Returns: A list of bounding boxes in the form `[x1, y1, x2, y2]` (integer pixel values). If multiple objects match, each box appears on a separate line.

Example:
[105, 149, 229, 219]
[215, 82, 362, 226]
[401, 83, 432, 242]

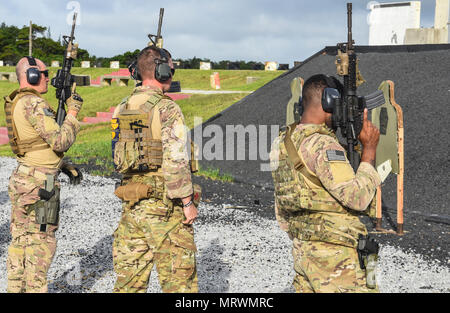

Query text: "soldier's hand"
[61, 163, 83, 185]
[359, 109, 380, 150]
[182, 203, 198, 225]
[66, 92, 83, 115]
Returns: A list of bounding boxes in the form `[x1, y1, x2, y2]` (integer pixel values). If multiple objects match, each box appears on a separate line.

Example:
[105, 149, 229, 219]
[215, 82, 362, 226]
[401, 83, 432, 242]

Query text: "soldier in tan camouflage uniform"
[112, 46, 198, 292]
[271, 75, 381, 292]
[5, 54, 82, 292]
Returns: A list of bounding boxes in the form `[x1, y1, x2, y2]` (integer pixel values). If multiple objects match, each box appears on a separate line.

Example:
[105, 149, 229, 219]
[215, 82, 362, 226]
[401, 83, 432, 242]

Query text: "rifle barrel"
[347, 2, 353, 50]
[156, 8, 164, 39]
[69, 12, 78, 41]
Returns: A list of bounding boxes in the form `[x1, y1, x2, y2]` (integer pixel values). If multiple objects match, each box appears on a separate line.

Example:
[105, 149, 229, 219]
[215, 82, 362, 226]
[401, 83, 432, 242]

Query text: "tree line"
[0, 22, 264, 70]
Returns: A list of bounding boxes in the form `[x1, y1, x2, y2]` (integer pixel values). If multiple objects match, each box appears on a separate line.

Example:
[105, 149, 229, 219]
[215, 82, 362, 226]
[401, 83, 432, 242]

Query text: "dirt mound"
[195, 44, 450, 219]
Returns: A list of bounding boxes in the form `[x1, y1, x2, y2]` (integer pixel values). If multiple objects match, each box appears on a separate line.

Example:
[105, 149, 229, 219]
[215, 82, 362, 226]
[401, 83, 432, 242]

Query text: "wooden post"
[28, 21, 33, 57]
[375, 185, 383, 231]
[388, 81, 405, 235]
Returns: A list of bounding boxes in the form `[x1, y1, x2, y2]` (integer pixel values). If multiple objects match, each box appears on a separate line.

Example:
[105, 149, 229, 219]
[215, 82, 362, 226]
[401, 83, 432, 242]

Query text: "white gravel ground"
---
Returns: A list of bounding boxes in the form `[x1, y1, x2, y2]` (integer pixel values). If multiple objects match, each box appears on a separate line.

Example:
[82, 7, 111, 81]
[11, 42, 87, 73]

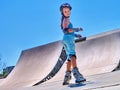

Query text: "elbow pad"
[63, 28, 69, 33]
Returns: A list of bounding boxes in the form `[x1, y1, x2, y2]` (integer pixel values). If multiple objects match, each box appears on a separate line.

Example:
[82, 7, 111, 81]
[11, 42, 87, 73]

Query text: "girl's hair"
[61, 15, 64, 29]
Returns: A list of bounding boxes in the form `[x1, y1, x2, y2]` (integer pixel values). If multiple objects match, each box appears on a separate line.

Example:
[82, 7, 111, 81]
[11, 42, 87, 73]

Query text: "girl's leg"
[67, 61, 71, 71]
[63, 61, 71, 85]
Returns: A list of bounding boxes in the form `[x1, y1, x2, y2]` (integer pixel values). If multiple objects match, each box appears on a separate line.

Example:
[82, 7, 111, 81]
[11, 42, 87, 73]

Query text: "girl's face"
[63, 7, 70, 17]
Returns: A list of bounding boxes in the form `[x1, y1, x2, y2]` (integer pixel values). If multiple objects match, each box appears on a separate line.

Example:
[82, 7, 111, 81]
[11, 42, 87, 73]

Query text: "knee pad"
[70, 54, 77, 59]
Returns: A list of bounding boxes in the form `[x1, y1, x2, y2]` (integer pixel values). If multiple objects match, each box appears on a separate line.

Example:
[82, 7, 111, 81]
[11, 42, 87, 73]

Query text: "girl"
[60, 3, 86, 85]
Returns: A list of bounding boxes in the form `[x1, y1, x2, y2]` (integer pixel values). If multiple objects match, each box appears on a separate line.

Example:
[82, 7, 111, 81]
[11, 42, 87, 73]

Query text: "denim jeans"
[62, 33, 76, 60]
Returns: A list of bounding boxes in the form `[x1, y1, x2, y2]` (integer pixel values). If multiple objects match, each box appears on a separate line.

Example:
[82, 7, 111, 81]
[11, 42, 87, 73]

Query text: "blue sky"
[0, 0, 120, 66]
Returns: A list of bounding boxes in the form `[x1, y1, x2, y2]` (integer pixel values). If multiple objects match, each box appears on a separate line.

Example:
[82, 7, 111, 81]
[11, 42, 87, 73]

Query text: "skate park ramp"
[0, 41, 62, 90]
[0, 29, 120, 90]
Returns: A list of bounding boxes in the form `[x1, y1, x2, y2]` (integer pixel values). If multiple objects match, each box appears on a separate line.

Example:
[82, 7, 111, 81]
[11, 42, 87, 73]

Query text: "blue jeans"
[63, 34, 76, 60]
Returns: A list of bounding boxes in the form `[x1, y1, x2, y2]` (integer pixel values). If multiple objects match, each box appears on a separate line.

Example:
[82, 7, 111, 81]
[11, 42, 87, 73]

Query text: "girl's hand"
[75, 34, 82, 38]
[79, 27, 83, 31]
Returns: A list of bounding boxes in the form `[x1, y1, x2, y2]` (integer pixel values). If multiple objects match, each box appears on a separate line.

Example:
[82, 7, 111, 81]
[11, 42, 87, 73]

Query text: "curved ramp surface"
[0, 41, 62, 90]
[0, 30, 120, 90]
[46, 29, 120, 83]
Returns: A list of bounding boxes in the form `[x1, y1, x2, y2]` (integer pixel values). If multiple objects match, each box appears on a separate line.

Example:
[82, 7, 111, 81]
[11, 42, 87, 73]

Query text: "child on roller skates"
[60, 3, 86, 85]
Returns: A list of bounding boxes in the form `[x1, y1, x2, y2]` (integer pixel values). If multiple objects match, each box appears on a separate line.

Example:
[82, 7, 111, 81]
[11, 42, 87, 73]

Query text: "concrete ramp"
==
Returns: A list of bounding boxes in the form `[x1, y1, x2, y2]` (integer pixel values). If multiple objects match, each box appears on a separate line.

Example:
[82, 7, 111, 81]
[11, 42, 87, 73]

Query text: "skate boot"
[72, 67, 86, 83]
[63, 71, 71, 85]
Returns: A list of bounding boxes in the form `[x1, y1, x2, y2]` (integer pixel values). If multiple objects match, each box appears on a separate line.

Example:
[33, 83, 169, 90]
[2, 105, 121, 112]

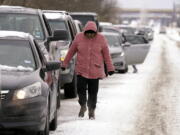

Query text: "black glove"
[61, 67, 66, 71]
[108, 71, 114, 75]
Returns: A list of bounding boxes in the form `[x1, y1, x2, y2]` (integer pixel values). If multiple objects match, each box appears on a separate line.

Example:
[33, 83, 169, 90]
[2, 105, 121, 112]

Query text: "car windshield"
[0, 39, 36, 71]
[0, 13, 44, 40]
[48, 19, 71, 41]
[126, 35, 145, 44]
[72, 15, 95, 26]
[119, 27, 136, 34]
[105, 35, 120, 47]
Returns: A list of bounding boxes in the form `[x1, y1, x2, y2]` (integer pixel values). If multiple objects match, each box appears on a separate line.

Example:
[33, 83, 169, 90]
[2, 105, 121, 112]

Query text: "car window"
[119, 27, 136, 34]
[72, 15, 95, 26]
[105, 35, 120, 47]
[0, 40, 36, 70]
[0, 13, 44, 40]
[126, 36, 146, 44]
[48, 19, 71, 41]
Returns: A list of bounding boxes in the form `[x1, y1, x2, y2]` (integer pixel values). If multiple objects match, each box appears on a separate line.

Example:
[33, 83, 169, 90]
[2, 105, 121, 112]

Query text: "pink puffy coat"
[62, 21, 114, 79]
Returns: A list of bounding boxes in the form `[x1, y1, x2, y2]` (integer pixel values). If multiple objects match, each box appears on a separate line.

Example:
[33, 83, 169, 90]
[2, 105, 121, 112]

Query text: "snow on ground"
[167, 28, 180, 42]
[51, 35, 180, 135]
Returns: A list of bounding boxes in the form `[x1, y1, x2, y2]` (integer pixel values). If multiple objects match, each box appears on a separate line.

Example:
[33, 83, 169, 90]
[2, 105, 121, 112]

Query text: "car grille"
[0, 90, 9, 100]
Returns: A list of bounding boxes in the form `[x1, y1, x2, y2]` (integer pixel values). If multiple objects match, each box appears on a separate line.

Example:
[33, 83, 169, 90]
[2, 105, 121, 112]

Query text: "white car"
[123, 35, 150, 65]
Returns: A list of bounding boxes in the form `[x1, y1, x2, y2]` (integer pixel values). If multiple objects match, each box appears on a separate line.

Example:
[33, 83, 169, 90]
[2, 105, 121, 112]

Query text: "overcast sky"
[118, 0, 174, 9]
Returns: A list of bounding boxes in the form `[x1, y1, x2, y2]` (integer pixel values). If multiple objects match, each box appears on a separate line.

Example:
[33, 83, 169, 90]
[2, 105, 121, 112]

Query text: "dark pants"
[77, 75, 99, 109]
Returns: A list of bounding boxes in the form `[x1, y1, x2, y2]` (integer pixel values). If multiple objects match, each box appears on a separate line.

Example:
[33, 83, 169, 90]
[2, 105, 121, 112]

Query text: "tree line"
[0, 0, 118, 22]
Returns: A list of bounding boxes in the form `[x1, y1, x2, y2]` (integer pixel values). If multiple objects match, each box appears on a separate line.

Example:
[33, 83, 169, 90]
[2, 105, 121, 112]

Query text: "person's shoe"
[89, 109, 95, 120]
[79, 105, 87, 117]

■ **WORK TO BE COMPLETED**:
Extract each line of the entries above that contains the word "ground", treating uppercase and lowercase letters as distinct.

■ **FINISHED EXERCISE**:
Query text: "white gravel ground"
Query text: "snow on ground"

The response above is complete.